#### Brief
Could you write out every record below exactly, leaving the pictures out?
━━━━━ Records supplied ━━━━━
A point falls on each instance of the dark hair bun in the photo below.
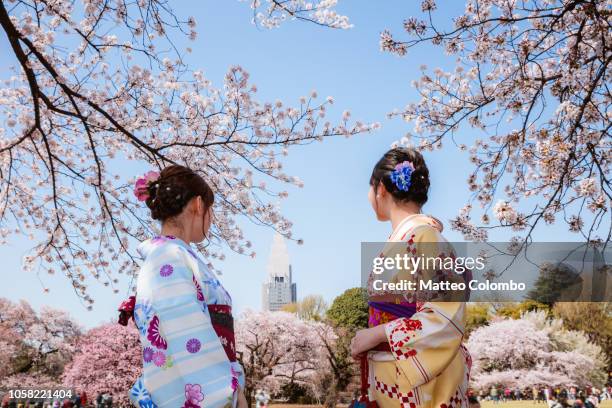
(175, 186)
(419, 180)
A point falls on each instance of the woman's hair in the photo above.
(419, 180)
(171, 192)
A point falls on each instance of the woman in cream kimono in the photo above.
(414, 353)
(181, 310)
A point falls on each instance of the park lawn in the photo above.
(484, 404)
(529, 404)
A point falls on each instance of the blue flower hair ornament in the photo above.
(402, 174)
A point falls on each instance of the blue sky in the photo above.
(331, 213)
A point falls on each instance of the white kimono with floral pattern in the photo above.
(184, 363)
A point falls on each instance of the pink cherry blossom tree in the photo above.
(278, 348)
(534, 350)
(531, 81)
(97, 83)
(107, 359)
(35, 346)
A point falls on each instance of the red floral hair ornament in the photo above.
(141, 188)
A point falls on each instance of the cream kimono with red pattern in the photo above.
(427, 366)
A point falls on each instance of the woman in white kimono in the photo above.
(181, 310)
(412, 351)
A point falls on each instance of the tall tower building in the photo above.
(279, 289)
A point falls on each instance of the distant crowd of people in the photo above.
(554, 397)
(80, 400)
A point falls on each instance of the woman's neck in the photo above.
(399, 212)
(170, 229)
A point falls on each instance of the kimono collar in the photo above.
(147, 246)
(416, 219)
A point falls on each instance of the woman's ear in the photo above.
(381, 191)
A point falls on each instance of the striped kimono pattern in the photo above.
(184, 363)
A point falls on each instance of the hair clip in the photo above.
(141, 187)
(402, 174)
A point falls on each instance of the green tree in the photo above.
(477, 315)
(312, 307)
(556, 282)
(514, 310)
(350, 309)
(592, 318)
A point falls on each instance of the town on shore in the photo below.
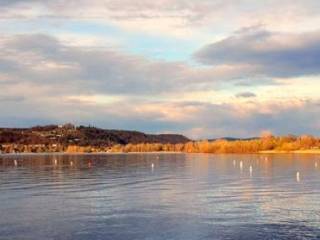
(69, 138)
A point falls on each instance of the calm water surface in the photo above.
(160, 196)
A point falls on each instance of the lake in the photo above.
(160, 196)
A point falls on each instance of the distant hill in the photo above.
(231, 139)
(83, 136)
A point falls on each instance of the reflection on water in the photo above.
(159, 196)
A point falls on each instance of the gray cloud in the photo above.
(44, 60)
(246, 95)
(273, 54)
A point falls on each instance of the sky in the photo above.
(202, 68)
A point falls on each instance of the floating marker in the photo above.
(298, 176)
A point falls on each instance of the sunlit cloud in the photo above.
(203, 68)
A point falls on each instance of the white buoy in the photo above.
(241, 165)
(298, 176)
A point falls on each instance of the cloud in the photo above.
━━━━━
#### The answer
A point falls on each instance of the dark hair bun in the photo below.
(175, 186)
(419, 180)
A point falls on each instance of the woman's hair in the photo above.
(419, 180)
(171, 192)
A point falls on each instance of the woman in cream kimono in the photo above.
(414, 353)
(181, 310)
A point falls on each instance of the park lawn in the photo above.
(484, 404)
(529, 404)
A point falls on each instance of the blue flower hair ornament in the photo above.
(402, 174)
A point falls on each instance of the blue sky in the photo above.
(331, 213)
A point falls on each instance of the white kimono with floral pattern in the photo above.
(184, 363)
A point falls on each instance of the pink cherry blossom tree in the photo above.
(278, 348)
(534, 350)
(531, 81)
(97, 83)
(107, 359)
(35, 346)
A point falls on each instance of the red floral hair ornament in the photo above.
(141, 188)
A point falls on each instance of the cream kimono with red pattern in the photo above.
(427, 366)
A point falls on each instance of the woman in white kimono in the photo above.
(181, 310)
(412, 351)
A point falls on each instance of the tall tower building in the photo above.
(279, 289)
A point falls on each instance of the distant crowd of people in the photo above.
(554, 397)
(80, 400)
A point falls on each instance of the woman's neck in the photo above.
(399, 212)
(170, 229)
A point falls on each instance of the kimono collar in the photo above.
(147, 246)
(416, 219)
A point falls on each instance of the woman's ear in the photo above.
(381, 191)
A point falls on each instance of the striped kimono pattern in the photo above.
(184, 363)
A point falls on each instance of the hair clip in the photo above.
(141, 187)
(402, 174)
A point falls on each instance of the green tree in the photo above.
(477, 315)
(312, 307)
(556, 282)
(514, 310)
(350, 309)
(592, 318)
A point falls on each instance of the town on shore in the photo below.
(69, 138)
A point falls on each instance of the calm water surface in the photo above.
(160, 196)
A point falls on each instance of the lake in the photo above.
(160, 196)
A point falls on each instance of the distant hill in the photo above.
(231, 139)
(83, 136)
A point falls on each instance of the reflection on water in the photo above.
(159, 196)
A point falls on each instance of the gray cloud in the photo above.
(44, 60)
(246, 95)
(273, 54)
A point falls on each instance of the sky in the photo above.
(202, 68)
A point falls on each instance of the floating marker in the photo above.
(298, 176)
A point falls on each instance of the sunlit cloud in the photo above.
(203, 68)
A point falls on each instance of the white buoy in the photo above.
(241, 165)
(298, 176)
A point falls on each instance of the cloud in the photo above.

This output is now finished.